● To do
Reproduce every line of the records below, requests included, and increase each point coordinate in the answers by 100. Leave the requests and their sample responses unchanged.
━━ Supplied entries ━━
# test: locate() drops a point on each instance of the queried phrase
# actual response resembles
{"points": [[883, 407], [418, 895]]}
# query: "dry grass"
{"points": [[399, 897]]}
━━━
● Written answer
# test: locate() drops a point on each instance of the queried phrase
# actual response resembles
{"points": [[883, 407], [418, 895]]}
# query: "dry grass"
{"points": [[499, 997]]}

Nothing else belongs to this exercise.